── Record extracts

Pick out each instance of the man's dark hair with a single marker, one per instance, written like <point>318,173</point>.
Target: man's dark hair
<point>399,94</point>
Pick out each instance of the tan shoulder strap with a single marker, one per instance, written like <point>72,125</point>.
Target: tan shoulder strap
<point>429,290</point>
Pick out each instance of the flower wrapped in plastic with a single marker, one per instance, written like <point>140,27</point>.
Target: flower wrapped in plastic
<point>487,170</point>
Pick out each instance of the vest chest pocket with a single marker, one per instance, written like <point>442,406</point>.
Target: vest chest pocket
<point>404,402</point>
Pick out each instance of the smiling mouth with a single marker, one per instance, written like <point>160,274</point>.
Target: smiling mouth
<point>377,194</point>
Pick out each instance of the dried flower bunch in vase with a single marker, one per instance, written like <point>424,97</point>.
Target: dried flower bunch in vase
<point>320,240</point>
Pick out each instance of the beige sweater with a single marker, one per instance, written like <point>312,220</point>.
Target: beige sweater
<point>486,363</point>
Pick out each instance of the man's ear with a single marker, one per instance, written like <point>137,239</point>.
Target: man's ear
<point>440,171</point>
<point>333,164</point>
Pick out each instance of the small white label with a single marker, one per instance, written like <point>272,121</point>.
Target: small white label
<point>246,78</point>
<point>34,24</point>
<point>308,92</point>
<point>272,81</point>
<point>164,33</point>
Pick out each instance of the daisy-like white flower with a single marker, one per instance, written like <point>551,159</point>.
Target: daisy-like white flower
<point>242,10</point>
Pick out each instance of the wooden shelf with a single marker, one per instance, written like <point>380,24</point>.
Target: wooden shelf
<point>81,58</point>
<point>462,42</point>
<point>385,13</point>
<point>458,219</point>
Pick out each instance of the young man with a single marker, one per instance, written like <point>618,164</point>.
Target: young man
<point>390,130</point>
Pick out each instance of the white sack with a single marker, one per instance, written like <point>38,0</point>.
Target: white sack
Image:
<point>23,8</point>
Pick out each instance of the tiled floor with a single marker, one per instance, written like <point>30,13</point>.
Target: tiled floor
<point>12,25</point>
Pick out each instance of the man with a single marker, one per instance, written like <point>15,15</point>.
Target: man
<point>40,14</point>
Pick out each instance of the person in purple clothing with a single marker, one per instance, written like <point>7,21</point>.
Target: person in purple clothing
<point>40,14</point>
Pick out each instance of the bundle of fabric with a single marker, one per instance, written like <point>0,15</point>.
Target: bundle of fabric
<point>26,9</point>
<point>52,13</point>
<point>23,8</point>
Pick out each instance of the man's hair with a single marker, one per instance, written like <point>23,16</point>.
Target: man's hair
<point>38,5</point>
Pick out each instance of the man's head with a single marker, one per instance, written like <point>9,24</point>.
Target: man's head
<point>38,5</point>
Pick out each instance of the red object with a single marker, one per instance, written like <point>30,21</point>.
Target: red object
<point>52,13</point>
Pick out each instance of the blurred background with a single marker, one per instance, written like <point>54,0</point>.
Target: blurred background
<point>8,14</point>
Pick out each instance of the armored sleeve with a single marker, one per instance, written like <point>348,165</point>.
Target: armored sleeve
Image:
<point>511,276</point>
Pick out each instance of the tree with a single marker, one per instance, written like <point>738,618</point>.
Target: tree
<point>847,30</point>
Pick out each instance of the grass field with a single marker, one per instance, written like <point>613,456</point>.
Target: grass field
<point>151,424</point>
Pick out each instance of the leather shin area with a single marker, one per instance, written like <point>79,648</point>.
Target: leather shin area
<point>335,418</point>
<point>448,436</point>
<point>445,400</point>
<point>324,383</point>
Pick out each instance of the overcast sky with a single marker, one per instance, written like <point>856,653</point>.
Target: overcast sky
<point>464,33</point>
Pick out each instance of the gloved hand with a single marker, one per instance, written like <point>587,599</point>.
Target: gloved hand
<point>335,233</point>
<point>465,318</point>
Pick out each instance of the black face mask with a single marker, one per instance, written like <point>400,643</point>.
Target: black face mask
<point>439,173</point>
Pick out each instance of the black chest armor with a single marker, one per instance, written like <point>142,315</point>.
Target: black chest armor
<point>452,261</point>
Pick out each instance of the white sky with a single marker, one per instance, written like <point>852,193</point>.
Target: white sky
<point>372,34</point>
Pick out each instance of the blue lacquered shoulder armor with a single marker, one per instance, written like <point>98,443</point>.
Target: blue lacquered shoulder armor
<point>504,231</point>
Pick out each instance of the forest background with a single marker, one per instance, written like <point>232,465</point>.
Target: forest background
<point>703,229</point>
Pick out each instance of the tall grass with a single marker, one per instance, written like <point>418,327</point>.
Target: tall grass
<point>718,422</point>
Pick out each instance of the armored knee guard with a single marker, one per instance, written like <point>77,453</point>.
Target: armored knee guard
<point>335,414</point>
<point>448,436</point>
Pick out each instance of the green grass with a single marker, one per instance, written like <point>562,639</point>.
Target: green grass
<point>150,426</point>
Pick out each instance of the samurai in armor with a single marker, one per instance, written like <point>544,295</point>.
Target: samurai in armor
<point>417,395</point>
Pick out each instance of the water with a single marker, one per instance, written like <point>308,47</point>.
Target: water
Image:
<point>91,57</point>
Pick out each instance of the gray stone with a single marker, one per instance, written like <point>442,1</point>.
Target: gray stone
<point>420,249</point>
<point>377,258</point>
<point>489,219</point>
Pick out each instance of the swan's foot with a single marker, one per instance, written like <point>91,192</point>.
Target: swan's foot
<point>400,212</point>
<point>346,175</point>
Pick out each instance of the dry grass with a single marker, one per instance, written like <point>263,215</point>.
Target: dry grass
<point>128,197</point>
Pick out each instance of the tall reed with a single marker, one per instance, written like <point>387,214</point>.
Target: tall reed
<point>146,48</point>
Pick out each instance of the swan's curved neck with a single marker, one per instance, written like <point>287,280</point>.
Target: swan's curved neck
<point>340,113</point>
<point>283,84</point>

────

● **Stated goal**: Convert every line above into a Markdown table with the columns Row and Line, numbering the rows in order and leaving out blank lines.

● **Exercise response**:
| Row | Line |
|---|---|
| 1 | Pick out each instance of the man's dark hair with a single marker, one per instance, written like <point>318,173</point>. |
| 2 | Target: man's dark hair |
| 3 | <point>399,94</point> |
| 4 | Pick out each instance of the tan shoulder strap with a single marker, one per instance, written like <point>72,125</point>. |
| 5 | Target: tan shoulder strap |
| 6 | <point>429,290</point> |
| 7 | Pick out each instance of the flower wrapped in plastic with a single marker, one per instance, written like <point>140,27</point>. |
| 8 | Target: flower wrapped in plastic |
| 9 | <point>487,170</point> |
| 10 | Pick out each instance of the vest chest pocket with a single marker, one per instance, written like <point>442,406</point>. |
| 11 | Target: vest chest pocket |
| 12 | <point>404,402</point> |
| 13 | Pick out each instance of the smiling mouth with a single marker, one per instance, written like <point>160,274</point>. |
| 14 | Target: smiling mouth |
| 15 | <point>377,194</point> |
| 16 | Pick out each instance of the dried flower bunch in vase with a single marker, one per instance, written like <point>424,97</point>. |
| 17 | Target: dried flower bunch in vase |
| 18 | <point>320,240</point> |
| 19 | Pick out each instance of the beige sweater with a single marker, one per instance, written like <point>312,220</point>. |
| 20 | Target: beige sweater |
| 21 | <point>486,363</point> |
| 22 | Pick out each instance of the man's ear with a single marker, one per instance, written like <point>137,239</point>. |
| 23 | Target: man's ear |
| 24 | <point>440,171</point> |
| 25 | <point>333,164</point> |
| 26 | Pick out each instance of the small white label with a single marker, one per instance, written like <point>272,121</point>. |
| 27 | Target: small white label |
| 28 | <point>246,78</point> |
| 29 | <point>34,24</point> |
| 30 | <point>308,92</point> |
| 31 | <point>272,81</point> |
| 32 | <point>164,33</point> |
| 33 | Pick out each instance of the daisy-like white flower with a single marker, one per instance, written like <point>551,159</point>. |
| 34 | Target: daisy-like white flower |
| 35 | <point>242,10</point> |
| 36 | Pick out each instance of the wooden shelf with a single marker, one per instance, written like <point>380,24</point>. |
| 37 | Target: wooden shelf |
| 38 | <point>81,58</point> |
| 39 | <point>462,42</point> |
| 40 | <point>385,13</point> |
| 41 | <point>458,219</point> |
| 42 | Pick out each instance of the young man with a single marker, one per instance, written like <point>618,164</point>. |
| 43 | Target: young man |
| 44 | <point>390,130</point> |
| 45 | Pick out each instance of the white sack with a single marker, one per instance, written like <point>38,0</point>. |
| 46 | Target: white sack |
| 47 | Image: |
| 48 | <point>23,8</point> |
| 49 | Pick out each instance of the tiled floor with a single marker, one per instance, written like <point>30,13</point>. |
| 50 | Target: tiled floor |
| 51 | <point>12,25</point> |
| 52 | Pick out each instance of the man with a single marker, one per instance, written like <point>15,15</point>. |
| 53 | Target: man |
| 54 | <point>40,14</point> |
| 55 | Pick out each instance of the person in purple clothing with a single marker, one per instance, written like <point>7,21</point>. |
| 56 | Target: person in purple clothing |
| 57 | <point>40,14</point> |
| 58 | Pick out each instance of the bundle of fabric with a single marker, one per instance, written like <point>0,15</point>. |
| 59 | Target: bundle of fabric |
| 60 | <point>26,9</point> |
| 61 | <point>52,13</point> |
| 62 | <point>23,8</point> |
| 63 | Pick out each instance of the man's hair with a single marker, one per instance, written like <point>23,16</point>. |
| 64 | Target: man's hair |
| 65 | <point>38,5</point> |
| 66 | Pick out each instance of the man's head with a single marker, one per instance, written like <point>9,24</point>. |
| 67 | Target: man's head |
| 68 | <point>38,5</point> |
| 69 | Pick out each instance of the red object with a single marker, one per instance, written like <point>30,21</point>. |
| 70 | Target: red object |
| 71 | <point>52,13</point> |
| 72 | Pick out each instance of the blurred background with a single marker, one per instance, written like <point>54,0</point>. |
| 73 | Target: blurred background |
| 74 | <point>8,14</point> |
| 75 | Pick out each instance of the armored sleeve with a single marker, one per instance, written like <point>348,165</point>. |
| 76 | Target: armored sleeve |
| 77 | Image: |
| 78 | <point>511,276</point> |
| 79 | Pick out each instance of the tree with a single marker, one per instance, written like <point>738,618</point>. |
| 80 | Target: tree |
| 81 | <point>847,30</point> |
| 82 | Pick out each instance of the grass field with a single marker, one per instance, written like <point>613,456</point>. |
| 83 | Target: grass field |
| 84 | <point>151,424</point> |
| 85 | Pick out each instance of the leather shin area with a single marker, one per instance, written like <point>79,648</point>. |
| 86 | Target: leather shin area |
| 87 | <point>335,418</point> |
| 88 | <point>448,436</point> |
| 89 | <point>445,400</point> |
| 90 | <point>324,383</point> |
| 91 | Pick out each instance of the overcast sky with a single marker, one per instance, written like <point>856,653</point>. |
| 92 | Target: overcast sky |
| 93 | <point>464,33</point> |
| 94 | Pick out each instance of the gloved hand with a single marker, one per instance, written like <point>587,599</point>. |
| 95 | Target: gloved hand |
| 96 | <point>335,233</point> |
| 97 | <point>465,318</point> |
| 98 | Pick out each instance of the black face mask with a single marker, one per instance, written like <point>400,643</point>. |
| 99 | Target: black face mask |
| 100 | <point>439,173</point> |
| 101 | Pick out each instance of the black chest armor with a single marker, one per instance, written like <point>142,315</point>. |
| 102 | Target: black chest armor |
| 103 | <point>452,261</point> |
| 104 | Pick out each instance of the white sky with a single marker, one per instance, written like <point>852,193</point>. |
| 105 | Target: white sky |
| 106 | <point>372,34</point> |
| 107 | Pick out each instance of the blue lacquered shoulder armor with a single marker, one per instance, written like <point>98,443</point>. |
| 108 | Target: blue lacquered shoulder armor |
| 109 | <point>504,231</point> |
| 110 | Pick out each instance of the forest background with a single marker, one per instance, written like <point>232,465</point>. |
| 111 | Target: forest background |
| 112 | <point>703,229</point> |
| 113 | Pick out each instance of the tall grass with a single marker, one per instance, written like <point>418,327</point>. |
| 114 | Target: tall grass |
| 115 | <point>718,422</point> |
| 116 | Pick out each instance of the armored knee guard with a single marker, one per instance, written like <point>77,453</point>. |
| 117 | Target: armored knee guard |
| 118 | <point>335,414</point> |
| 119 | <point>448,436</point> |
| 120 | Pick out each instance of the green grass with a single marker, one per instance, written like <point>562,639</point>. |
| 121 | Target: green grass |
| 122 | <point>150,426</point> |
| 123 | Pick out each instance of the samurai in armor with a single marker, one per instance, written like <point>544,295</point>. |
| 124 | Target: samurai in armor |
| 125 | <point>417,395</point> |
| 126 | Pick out each instance of the water with a single marker, one per instance, written like <point>308,47</point>. |
| 127 | Target: water |
| 128 | Image: |
| 129 | <point>91,57</point> |
| 130 | Pick out each instance of the gray stone with a single marker, one per instance, written like <point>442,1</point>. |
| 131 | Target: gray stone |
| 132 | <point>420,249</point> |
| 133 | <point>377,258</point> |
| 134 | <point>489,219</point> |
| 135 | Pick out each instance of the swan's foot with a single marker, one per instance, written like <point>91,192</point>. |
| 136 | Target: swan's foot |
| 137 | <point>400,212</point> |
| 138 | <point>346,175</point> |
| 139 | Pick out each instance of the dry grass with a single marker, one per instance, written like <point>263,215</point>. |
| 140 | Target: dry grass |
| 141 | <point>128,197</point> |
| 142 | Pick out each instance of the tall reed with a single marker, one per instance, written like <point>387,214</point>. |
| 143 | Target: tall reed |
| 144 | <point>146,48</point> |
| 145 | Pick out each instance of the swan's curved neck with a single marker, one per instance, written like <point>287,280</point>. |
| 146 | Target: swan's curved neck |
| 147 | <point>340,113</point> |
| 148 | <point>283,84</point> |